• _Brano scelto_:
__________

Una Tv nel cervello spia Romy Schneider
di Giovanni Grazzini
L'idea quale sarebbe? Di trasmettere in diretta non già la telecronaca d'una partita di calcio o di qualche stretta di mano fra notabili ma l'agonia d'una donna. Sempre più affamati di emozioni, gli spettatori potrebbero coglierne cosi gli attimi supremi. Il sistema oggi sembra fantascientifico ma esistono già i presupposti tecnici per realizzare il mostruoso progetto. Basta inserire una microcamera nel cervello di qualcuno, e usare i suoi occhi come obiettivi: qualunque cosa egli guardi, sarà trasmessa alla centrare della TV e da qui diffusa sui teleschermi domestici.
Tratto da un romanzo dell'inglese David Compton (sceneggiato dal regista coll'americano David Rayfiel, che già scrisse per Pollack), il film suppone che l'orrendezza accada in Gran Bretagna in un futuro nemmeno troppo lontano. Un giovane, Roddy, sottoposto a quel tipo d'innesto, viene incaricato dalla Tv di seguire passo passo la signora Katherine, alla quale un medico (ma anch'esso pagato dalla TV) ha tristemente comunicato che ormai per lei non c'è più speranza e ha dato certe pillole per lenire i dolori.
Roddy svolge con zelo il suo compito, e insegue lo donna ovunque essa si nasconda, fra le bancarelle d'un mercato, in un dormitorio dell'esercito della salvezza, in una baracca in riva al lago. Ma standole accanto cresce in lui il rimorso, d'illuderla. Quando viene a sapere che Katherine era in realtà sanissima, e che proprio le pillole del medico la conducono alla morte, per la disperazione s'acceca, interrompendo così le trasmissioni.
Nella casa di campagna in cui i due si sono rifugiati, e dove Katherine ha ritrovato il suo primo marito, si celebra il tragico epilogo: la TV piomba con l'elicottero per riprendere gli ultimi istanti della donna, ma lei riesce a scomparire giusto in tempo. Cieco e sconvolto, Roddy resta a testimoniare la barbarie cui ci condurrà il progresso tecnologico.

__________

• _Materiale_:
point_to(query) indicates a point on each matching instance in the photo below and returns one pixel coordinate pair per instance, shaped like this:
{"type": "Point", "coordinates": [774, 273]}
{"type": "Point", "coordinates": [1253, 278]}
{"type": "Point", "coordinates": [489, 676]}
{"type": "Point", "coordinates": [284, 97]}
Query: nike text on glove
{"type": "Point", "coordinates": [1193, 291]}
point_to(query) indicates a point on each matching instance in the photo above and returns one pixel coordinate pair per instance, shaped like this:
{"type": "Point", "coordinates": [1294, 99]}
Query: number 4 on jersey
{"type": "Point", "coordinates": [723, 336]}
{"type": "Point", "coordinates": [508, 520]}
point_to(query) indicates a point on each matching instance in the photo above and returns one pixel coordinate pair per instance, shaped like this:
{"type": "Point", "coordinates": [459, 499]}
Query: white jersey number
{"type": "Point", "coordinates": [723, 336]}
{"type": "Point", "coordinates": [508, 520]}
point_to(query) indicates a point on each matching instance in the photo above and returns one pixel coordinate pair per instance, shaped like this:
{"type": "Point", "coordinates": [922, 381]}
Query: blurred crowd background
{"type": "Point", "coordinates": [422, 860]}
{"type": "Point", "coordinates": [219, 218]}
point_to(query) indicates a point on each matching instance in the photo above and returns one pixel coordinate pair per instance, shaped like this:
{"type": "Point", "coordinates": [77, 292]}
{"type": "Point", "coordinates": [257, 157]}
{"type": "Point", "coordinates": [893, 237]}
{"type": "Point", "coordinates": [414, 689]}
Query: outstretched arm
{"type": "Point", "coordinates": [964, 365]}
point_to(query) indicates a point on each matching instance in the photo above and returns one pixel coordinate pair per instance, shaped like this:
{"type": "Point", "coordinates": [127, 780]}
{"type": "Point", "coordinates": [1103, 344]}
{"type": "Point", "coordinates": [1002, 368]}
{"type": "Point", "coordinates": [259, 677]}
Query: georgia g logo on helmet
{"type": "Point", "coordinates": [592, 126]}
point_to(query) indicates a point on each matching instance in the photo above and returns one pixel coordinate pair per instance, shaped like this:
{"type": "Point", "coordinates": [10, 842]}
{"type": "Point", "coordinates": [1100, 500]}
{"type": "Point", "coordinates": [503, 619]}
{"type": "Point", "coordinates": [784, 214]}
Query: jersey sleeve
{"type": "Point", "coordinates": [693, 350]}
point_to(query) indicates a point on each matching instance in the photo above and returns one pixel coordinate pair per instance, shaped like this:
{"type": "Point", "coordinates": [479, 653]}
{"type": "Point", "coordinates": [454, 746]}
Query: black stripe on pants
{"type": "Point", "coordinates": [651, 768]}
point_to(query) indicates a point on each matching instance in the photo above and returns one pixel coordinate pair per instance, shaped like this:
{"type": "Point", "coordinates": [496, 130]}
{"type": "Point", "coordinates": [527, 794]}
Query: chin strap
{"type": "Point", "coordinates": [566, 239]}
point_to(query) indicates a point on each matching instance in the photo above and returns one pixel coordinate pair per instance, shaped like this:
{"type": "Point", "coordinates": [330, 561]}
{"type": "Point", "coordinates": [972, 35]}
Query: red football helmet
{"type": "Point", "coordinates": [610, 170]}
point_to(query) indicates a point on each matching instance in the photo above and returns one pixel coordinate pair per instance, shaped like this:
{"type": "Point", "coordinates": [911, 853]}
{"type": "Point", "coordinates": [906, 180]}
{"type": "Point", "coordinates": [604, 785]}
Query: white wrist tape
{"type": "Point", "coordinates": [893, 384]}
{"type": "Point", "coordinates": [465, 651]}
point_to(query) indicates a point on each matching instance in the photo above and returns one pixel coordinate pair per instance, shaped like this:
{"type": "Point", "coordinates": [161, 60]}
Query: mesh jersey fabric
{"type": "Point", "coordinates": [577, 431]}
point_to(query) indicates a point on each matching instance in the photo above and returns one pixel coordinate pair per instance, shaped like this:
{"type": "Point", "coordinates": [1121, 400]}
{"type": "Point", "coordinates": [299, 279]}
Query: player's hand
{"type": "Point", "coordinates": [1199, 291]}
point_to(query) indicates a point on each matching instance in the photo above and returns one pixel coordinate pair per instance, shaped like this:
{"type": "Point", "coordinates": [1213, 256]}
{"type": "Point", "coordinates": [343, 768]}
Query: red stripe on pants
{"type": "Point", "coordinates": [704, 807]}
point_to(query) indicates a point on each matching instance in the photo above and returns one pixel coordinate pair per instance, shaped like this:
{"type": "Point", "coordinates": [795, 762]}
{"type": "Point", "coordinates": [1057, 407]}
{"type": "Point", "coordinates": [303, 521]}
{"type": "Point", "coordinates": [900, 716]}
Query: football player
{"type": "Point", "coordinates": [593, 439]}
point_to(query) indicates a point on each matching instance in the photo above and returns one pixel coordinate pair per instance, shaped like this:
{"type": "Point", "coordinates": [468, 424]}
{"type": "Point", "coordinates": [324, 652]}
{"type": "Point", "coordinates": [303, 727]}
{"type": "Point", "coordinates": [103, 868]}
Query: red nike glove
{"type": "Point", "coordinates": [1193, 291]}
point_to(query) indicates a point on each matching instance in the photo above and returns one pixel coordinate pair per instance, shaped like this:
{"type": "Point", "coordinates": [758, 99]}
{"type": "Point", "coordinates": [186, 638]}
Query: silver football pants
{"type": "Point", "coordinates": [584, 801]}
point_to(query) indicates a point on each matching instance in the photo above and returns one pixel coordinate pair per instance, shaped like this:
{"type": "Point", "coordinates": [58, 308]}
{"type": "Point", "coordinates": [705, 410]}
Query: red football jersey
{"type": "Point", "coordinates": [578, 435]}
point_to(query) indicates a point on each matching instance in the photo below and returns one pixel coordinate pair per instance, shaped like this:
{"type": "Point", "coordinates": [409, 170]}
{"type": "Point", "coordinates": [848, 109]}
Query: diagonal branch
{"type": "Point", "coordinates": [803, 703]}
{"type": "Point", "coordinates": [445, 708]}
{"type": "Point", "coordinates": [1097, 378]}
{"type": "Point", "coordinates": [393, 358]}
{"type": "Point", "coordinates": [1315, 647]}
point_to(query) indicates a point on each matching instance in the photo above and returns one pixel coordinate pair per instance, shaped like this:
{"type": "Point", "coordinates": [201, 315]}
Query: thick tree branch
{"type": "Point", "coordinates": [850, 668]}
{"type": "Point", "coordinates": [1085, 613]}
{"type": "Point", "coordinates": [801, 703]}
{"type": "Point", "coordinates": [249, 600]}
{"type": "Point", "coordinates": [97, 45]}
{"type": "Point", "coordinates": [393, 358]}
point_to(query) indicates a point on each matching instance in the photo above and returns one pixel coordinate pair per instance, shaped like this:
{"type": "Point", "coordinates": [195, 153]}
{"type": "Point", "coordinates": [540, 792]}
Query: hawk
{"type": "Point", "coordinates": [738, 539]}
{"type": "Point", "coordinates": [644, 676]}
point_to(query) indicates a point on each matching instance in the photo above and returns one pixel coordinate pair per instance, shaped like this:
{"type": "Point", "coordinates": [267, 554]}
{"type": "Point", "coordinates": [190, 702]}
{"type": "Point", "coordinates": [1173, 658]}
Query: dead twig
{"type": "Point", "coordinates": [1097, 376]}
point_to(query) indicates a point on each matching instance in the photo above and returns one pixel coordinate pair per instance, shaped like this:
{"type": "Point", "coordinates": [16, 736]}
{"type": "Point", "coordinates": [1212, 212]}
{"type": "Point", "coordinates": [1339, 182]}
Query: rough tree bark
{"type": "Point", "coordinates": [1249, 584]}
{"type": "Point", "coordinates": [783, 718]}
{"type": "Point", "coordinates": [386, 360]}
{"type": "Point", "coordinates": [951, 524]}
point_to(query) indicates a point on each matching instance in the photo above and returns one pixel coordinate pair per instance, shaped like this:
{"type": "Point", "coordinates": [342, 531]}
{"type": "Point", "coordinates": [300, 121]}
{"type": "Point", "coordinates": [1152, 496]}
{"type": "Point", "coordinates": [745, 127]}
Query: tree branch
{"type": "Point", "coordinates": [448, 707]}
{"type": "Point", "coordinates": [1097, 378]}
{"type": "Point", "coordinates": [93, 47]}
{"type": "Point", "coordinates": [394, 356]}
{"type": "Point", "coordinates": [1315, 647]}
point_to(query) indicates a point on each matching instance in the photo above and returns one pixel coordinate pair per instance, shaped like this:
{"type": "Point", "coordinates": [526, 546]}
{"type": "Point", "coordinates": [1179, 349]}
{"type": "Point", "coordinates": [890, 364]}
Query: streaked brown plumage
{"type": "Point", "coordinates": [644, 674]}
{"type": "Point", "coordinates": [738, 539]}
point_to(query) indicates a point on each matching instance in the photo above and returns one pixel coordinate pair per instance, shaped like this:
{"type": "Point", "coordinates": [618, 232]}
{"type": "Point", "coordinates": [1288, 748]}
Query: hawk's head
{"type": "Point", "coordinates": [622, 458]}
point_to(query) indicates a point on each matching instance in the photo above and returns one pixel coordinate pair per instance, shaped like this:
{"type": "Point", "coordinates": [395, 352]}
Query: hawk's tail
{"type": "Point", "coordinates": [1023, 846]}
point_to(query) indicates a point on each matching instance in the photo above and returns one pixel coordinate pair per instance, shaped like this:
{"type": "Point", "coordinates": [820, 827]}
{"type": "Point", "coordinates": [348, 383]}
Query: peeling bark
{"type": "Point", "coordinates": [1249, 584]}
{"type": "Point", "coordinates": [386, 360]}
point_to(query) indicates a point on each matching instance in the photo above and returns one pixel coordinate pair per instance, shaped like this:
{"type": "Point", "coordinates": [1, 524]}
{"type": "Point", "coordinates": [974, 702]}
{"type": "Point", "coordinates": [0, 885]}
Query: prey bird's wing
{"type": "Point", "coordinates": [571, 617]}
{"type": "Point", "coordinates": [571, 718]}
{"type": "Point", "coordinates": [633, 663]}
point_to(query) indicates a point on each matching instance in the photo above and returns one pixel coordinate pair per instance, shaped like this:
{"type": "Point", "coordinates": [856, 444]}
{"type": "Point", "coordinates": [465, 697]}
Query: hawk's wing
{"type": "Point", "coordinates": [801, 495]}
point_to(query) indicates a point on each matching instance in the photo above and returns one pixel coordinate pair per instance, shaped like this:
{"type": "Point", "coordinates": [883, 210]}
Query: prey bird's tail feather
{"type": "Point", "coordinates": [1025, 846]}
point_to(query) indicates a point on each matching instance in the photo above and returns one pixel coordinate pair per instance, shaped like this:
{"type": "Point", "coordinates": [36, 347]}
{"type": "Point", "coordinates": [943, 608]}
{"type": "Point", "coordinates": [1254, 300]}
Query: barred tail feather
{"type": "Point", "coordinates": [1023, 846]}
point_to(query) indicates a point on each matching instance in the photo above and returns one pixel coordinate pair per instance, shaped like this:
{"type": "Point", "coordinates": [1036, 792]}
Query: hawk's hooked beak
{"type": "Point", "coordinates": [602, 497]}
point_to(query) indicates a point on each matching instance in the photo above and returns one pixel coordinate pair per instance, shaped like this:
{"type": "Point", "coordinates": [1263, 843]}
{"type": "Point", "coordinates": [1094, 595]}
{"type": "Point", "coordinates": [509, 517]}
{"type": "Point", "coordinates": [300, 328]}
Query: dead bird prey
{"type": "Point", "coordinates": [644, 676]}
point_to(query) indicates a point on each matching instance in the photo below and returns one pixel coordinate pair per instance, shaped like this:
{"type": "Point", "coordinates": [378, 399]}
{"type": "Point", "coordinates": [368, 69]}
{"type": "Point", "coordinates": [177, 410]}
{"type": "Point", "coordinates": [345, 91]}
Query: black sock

__________

• _Compiti da svolgere_:
a) Ricopia dalla recensione il passo che va da "Tratto da un" fino a "lenire i dolori." compreso.
b) Per ciascuna affermazione indica se concorda con la recensione, rispondendo sì o no e citando le parole decisive del testo. (i) Il film è tratto da un romanzo dell'inglese David Compton. (ii) Roddy si acceca quando scopre che Katherine era sana. (iii) La TV riesce a riprendere gli ultimi istanti della donna.
c) Secondo la recensione, in quale paese il film immagina che accada l'orrendezza?

• _Soluzioni_:
a)
Tratto da un romanzo dell'inglese David Compton (sceneggiato dal regista coll'americano David Rayfiel, che già scrisse per Pollack), il film suppone che l'orrendezza accada in Gran Bretagna in un futuro nemmeno troppo lontano. Un giovane, Roddy, sottoposto a quel tipo d'innesto, viene incaricato dalla Tv di seguire passo passo la signora Katherine, alla quale un medico (ma anch'esso pagato dalla TV) ha tristemente comunicato che ormai per lei non c'è più speranza e ha dato certe pillole per lenire i dolori.

b)
(i) Sì: "Tratto da un romanzo dell'inglese David Compton".
(ii) Sì: "Quando viene a sapere che Katherine era in realtà sanissima, e che proprio le pillole del medico la conducono alla morte, per la disperazione s'acceca".
(iii) No: "ma lei riesce a scomparire giusto in tempo".

c) In Gran Bretagna.